> TASK LIST
1. How would you render this sentence from the niching-down article in Spanish: "We typically only find a good fit with a very small number of companies that get in touch, but it works for us."
2. Answer these from the niching-down article:
(a) With how many clients has the business worked?
(b) Where did Diggy travel in December 2016 to close a reputation management deal?
(c) How many enquiries per week does the business receive from large companies?
3. Can you carry the niching-down article forward from its last line?

> SOURCE DOCUMENT
Like NPE, their primary target clients are gym owners and personal trainers, most commonly based in the United States.
Their entire angle is focused on helping businesses get more leads, and they do so by offering services like email marketing, text message marketing and direct mail postcards.
We ‘Niched Down’ Our Offering And Everything Changed
I hesitate to say it was an overnight success, but it many respects, it was.
As soon as we started offering just a certain service (typically reputation management or link building) for specific areas and industries, we found businesses reaching out to us on a regular basis.
In all honesty, I think our revenue numbers would be a lot higher if we agreed to “set up shop” in one location and actually meet clients in person.
When you start having some success online and realise you can work from pretty much any place in the world you want, it’s very rare to find people who do want to stick in one place. At least those without a spouse and kids.
Unlike all of the businesses mentioned above, we do not have a dedicated office and we do not meet any clients in person.
Out of more than 300 clients we’ve worked with there have only been two exceptions to this rule.
One exception was first a close friend who asked me to help him market his website, and the second was literally in December of 2016 where my business partner Diggy made a trip to Singapore (we have a brand focused on helping Singapore businesses) to close a great reputation management deal.
I was hesitant to include this image for people who are just skimming the article and looking at pictures, but I want to be totally honest upfront. This deal was literally just closed so I’m sharing it here.
If we were willing to settle down in one location – or at least have offices in the places we target – I’m confident myself and Diggy could have a lot more success with these agencies and close a lot more clients.
But that isn’t what we want to do and I doubt we ever will.
Our ideal client is someone who hires us to do work for them and then they completely ignore us (while continuing to pay) as long as we are getting results for them. Fortunately, this is the scenario we were able to create.
The “secret” to our success is this: You must market yourself as specialising in a specific service for a specific location (like Singapore) or industry (like Automotive) to get people to pay you handsomely without having to meet them in person.
Companies understand that if they want the rare person who only does ‘X service for X industry’ that person is not always going to be on their doorstep.
I’m not the only one with these findings. You’ll see a lot of similar viewpoints on Quora.
Due to the way we market ourselves – typically ranking for “[industry] link building” or “[location] SEO” – we receive 2-3 enquiries per week from large companies looking for our services.
Of course, not all enquiries turn into closed deals.
Some think our prices are too high. Some want to meet in person. Some want us to check in with them on a weekly or daily basis.
Our rules about who we work with may seem a bit strict, but we don’t want to make money and be miserable.
We typically only find a good fit with a very small number of companies that get in touch, but it works for us.
We’ve successfully taught this business model to countless people just like you…
Whenever I tell other people about this business model there’s an understandable doubt that always comes up.
“But Glen, how can I do this? I don’t have any skills or services to offer other companies.”

Source records
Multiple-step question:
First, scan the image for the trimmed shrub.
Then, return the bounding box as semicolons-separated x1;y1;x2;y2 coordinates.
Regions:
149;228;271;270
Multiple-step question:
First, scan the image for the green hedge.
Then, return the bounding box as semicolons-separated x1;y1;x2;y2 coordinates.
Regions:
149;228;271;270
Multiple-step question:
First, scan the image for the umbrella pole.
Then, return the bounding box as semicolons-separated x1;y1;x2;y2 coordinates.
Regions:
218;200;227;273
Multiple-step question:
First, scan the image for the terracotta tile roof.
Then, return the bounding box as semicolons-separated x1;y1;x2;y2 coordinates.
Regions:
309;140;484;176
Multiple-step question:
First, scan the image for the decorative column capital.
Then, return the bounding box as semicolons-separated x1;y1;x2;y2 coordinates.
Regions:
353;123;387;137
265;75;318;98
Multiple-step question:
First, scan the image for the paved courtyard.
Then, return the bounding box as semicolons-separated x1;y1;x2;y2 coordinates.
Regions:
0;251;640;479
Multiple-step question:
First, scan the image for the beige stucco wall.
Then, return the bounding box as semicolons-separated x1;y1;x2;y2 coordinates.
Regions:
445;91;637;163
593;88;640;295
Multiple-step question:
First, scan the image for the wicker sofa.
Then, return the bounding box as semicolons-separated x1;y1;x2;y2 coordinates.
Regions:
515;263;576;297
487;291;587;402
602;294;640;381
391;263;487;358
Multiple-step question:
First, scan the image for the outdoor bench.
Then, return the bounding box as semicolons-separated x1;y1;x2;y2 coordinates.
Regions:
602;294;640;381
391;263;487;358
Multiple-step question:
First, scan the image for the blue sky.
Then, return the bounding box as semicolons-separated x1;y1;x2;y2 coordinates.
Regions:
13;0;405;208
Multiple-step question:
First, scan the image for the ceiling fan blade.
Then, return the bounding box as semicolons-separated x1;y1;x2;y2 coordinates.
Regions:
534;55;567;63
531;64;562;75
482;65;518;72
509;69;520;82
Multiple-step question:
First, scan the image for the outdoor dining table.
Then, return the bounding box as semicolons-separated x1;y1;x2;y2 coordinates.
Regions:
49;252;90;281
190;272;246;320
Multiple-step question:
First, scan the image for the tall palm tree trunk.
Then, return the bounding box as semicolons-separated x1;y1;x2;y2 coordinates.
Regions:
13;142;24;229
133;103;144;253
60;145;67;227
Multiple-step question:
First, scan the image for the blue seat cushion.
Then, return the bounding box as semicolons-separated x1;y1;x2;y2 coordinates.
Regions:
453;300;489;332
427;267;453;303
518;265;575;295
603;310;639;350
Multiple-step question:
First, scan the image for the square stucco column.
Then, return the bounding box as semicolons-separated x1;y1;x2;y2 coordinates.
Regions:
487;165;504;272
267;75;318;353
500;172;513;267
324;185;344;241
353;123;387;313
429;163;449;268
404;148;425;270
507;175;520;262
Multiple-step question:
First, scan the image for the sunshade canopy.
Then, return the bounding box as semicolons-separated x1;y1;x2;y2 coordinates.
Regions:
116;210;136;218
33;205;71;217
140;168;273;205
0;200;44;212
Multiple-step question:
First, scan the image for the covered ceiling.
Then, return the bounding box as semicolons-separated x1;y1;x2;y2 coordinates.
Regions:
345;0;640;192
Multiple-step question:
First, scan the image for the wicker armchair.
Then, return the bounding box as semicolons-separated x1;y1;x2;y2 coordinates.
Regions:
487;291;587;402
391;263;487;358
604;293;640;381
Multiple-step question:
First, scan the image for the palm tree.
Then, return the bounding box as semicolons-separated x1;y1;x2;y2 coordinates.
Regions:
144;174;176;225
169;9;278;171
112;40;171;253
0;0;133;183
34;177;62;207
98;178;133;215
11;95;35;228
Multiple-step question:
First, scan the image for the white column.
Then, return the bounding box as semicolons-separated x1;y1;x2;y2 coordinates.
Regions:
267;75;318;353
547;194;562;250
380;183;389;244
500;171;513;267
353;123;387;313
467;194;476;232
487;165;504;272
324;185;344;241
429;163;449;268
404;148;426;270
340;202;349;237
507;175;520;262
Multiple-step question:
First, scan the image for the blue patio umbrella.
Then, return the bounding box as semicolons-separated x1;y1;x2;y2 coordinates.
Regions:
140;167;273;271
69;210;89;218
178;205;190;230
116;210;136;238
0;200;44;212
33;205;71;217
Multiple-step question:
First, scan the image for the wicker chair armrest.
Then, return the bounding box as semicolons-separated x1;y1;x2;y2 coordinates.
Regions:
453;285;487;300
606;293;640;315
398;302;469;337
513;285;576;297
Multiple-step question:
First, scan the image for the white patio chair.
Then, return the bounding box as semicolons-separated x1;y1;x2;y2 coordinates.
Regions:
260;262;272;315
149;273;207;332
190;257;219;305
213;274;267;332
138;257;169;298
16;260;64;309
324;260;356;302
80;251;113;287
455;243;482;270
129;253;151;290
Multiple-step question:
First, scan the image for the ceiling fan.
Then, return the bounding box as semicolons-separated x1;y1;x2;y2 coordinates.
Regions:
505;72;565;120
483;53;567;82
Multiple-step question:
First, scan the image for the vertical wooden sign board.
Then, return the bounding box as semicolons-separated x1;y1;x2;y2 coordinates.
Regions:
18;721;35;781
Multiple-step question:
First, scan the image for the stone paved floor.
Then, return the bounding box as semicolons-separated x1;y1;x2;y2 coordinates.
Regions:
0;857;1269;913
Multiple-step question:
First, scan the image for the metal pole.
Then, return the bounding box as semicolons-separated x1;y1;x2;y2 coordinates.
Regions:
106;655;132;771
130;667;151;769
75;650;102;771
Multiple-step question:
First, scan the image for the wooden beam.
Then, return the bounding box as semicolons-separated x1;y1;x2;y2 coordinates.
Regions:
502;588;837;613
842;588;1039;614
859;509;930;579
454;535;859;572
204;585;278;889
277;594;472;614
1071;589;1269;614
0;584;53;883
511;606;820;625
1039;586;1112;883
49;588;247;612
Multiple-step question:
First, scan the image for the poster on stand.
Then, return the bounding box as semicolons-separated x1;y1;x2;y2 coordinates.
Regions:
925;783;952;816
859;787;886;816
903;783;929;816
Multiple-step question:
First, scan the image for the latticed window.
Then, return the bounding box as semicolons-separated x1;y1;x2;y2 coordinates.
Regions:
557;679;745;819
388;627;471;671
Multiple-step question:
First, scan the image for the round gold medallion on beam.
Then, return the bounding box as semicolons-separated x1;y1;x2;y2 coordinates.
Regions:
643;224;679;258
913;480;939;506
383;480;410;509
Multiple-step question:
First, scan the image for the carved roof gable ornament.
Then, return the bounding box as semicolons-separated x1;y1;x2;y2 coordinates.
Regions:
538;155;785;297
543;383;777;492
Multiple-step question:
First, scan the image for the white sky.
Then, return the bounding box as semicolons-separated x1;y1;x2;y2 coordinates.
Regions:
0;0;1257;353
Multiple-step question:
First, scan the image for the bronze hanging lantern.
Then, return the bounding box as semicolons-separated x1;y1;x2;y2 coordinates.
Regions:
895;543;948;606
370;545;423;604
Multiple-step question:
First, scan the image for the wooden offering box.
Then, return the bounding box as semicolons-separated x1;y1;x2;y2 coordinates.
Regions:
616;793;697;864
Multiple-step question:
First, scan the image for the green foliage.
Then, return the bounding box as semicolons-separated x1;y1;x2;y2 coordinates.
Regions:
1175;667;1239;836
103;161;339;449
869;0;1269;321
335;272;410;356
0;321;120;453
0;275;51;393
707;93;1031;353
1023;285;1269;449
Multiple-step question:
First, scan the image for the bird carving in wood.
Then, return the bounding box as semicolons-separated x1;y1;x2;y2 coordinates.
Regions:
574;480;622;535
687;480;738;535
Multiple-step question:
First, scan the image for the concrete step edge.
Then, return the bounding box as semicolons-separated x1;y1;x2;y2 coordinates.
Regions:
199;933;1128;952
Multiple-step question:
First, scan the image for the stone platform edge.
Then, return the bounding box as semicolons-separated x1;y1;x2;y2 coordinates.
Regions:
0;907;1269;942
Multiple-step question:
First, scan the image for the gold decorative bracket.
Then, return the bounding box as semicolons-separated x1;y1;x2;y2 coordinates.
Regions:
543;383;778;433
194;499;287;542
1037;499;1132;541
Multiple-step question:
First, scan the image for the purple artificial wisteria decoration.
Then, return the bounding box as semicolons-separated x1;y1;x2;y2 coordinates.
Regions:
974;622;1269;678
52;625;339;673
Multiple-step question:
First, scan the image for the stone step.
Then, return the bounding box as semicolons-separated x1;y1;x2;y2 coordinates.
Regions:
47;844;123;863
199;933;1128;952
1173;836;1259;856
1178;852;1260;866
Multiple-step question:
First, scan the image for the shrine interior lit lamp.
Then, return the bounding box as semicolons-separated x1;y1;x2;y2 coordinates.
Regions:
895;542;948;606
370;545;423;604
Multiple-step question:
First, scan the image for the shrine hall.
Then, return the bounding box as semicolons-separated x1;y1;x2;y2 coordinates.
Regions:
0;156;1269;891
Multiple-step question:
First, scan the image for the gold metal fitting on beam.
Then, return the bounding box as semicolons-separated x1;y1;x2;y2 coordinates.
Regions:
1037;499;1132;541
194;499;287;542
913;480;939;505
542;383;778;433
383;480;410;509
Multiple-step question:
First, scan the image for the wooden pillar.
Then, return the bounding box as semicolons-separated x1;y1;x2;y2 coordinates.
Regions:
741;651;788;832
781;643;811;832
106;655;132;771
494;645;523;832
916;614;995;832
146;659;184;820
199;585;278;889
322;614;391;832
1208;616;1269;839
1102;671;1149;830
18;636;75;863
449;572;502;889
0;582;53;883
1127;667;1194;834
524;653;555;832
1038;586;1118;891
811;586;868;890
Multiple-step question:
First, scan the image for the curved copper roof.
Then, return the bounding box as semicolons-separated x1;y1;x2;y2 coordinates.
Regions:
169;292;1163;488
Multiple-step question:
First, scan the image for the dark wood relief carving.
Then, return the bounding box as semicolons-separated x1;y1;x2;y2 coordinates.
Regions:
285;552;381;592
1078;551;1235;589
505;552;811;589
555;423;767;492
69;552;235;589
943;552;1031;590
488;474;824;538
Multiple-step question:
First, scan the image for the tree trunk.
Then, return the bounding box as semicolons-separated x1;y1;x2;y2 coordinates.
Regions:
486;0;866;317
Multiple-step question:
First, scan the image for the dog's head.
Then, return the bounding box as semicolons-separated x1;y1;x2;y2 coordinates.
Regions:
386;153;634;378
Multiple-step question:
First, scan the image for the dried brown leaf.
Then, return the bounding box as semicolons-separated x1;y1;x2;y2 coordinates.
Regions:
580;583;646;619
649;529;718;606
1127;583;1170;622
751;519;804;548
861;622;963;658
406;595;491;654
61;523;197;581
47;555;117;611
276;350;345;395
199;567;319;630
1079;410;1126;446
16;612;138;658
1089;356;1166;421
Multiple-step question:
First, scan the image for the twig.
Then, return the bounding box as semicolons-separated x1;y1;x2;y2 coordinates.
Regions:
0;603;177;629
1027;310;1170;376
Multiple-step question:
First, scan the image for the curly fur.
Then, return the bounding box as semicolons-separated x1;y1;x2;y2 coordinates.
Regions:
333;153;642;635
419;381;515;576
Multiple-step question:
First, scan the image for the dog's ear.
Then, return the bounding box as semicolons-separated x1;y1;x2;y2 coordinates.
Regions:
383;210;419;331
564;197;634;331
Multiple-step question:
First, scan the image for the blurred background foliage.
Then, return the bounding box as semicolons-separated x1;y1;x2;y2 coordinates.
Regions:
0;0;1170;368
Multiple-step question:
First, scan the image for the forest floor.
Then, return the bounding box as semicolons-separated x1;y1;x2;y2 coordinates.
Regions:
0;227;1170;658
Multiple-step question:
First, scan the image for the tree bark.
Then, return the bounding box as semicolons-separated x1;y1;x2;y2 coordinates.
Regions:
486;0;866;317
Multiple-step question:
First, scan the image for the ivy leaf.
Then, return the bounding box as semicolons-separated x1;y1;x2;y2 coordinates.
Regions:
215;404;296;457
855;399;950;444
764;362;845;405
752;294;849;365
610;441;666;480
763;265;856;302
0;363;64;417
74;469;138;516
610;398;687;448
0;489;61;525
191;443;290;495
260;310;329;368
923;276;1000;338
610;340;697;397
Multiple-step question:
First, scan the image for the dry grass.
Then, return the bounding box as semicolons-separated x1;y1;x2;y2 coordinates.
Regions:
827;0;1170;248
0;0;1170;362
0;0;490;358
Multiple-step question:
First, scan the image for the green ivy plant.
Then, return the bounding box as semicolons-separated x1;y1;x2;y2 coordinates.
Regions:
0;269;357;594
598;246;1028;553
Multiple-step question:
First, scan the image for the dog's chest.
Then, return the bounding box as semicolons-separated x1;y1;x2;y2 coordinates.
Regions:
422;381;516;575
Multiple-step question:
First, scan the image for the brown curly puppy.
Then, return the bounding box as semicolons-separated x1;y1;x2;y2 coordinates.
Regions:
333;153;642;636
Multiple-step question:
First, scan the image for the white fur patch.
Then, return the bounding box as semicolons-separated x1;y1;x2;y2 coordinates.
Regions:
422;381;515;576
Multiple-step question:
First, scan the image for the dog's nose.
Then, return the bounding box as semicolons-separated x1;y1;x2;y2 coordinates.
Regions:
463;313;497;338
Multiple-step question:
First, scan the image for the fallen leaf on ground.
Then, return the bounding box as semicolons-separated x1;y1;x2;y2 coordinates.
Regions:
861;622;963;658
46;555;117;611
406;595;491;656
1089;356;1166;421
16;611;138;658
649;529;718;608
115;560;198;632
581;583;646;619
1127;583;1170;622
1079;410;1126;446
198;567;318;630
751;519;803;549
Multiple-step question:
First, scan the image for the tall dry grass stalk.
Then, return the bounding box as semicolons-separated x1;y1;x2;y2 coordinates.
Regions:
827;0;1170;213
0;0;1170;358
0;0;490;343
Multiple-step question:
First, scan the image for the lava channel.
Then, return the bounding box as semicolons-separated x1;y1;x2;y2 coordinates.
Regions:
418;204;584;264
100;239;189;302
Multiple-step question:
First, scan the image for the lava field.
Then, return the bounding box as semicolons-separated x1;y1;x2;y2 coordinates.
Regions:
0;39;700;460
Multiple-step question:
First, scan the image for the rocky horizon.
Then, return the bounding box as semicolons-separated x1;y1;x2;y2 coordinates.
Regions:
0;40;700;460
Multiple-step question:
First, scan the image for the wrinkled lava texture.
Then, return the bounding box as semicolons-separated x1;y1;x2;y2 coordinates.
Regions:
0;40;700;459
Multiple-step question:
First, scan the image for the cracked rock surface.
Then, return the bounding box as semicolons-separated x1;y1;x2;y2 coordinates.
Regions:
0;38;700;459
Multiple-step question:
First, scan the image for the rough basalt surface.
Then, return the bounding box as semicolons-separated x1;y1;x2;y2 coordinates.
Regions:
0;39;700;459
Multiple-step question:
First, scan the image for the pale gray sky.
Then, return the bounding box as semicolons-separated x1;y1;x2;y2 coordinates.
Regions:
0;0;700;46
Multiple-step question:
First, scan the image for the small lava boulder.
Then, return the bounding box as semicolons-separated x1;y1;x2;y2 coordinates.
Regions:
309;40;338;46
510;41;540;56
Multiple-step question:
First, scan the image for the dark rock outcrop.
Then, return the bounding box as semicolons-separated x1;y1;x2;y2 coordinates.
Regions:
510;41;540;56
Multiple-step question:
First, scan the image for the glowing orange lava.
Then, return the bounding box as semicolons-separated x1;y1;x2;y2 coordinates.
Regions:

> RESPONSES
1. Normalmente solo encontramos un buen encaje con un número muy reducido de las empresas que se ponen en contacto, pero a nosotros nos funciona.

2.
(a) More than 300.
(b) Singapore.
(c) 2-3.

3.
Let’s look at things from another angle.
What do you want to learn for yourself?
I learned SEO to get more traffic to my website for DJ’s. I realised I loved it, and the rest is history.
Do your copywriting skills need work?
Do you want to figure out paid ads?
Are you curious about how words can affect conversions?
It’s in learning something that will help your own business where you see opportunities to apply what you learn for others.
You’re not expected to become the best in the world at SEO or website design or writing copy. There’s only one space for that.
However, you can become the best in the world, or at least very close to it, offering SEO for Dentists, or Web design for SaaS startups, and so on.
We found that, ironically, limiting your potential audience is far more profitable.
The worst case scenario is that even if you learn some new marketing tactic and can’t get others to pay you to do it for them, at least you now know how to do it for your own web projects.
I have over an hour of free training on this topic if you would like to learn more, but here are some of the success stories from the people we’ve taught about this business model.
Though I’ve been teaching this business model for a number of years, people are still starting right now and getting results.
You can see the second last screenshot above is from December, and the last one is actually from the past week.
5 Reasons to LOVE This Business Model
Throughout the years of sharing profitable website ideas, from a website called Cloud niche, to a service called Inc ideas and now Gaps, this is part of a business model I’ve consistently helped others succeed with, and had consistent success with myself.
You’re not at the whim of Google, Facebook or Twitter changes
If you’re making the majority of your income via a particular traffic or revenue source, there’s always a risk that your business could (literally) disappear overnight.
Google make hundreds of changes a year to their algorithm. Facebook ban advertising accounts with no warning (I lost a $60,000 account without so much as a goodbye email). Amazon changed their rules about allowing product reviews in return for the product.
With this business model you’re not reliant on one client or one traffic source. If you lose a client, you still have (and can get) many more. If one traffic source isn’t working out there are hundreds of others you can rely on.
You can train others and outsource the work
Many of the tasks involved in creating and marketing websites follow a fairly step-by-step process.
If you want to rank higher in Google you need to do keyword research, create valuable content around those terms and then focus on growing an audience of people who can link back to you.
If you want to design a website you need to understand HTML & CSS (and probably Photoshop) to either build something from scratch or edit an existing template.
While there are some sparks of genius in online marketing at times – such as creating a video that goes viral or writing content that naturally picks up hundreds of links – the services I offer typically follow a step-by-step formula to get the client what they want.
And because it’s step by step, it means you can train other people how to do the work, and build up a team who operates very efficiently without you.
Companies will always need marketing for as long as the internet exists
When I started out online there were are only 10 blue links on Google results page. Today, search results are full of answer boxes, related query suggestions, ads and maps.
Every business in the world wants to be on the first page of Google for their desired keywords, but there are only a limited number of spaces, meaning 99.999% of businesses are willing to fight (read: pay) to get to the first page.
There will never be a shortage of client opportunities because there is not a single business in the world that doesn’t want more customers.
You can be anywhere and speak any language
Do you know where I am right now? Do you care? My clients don’t.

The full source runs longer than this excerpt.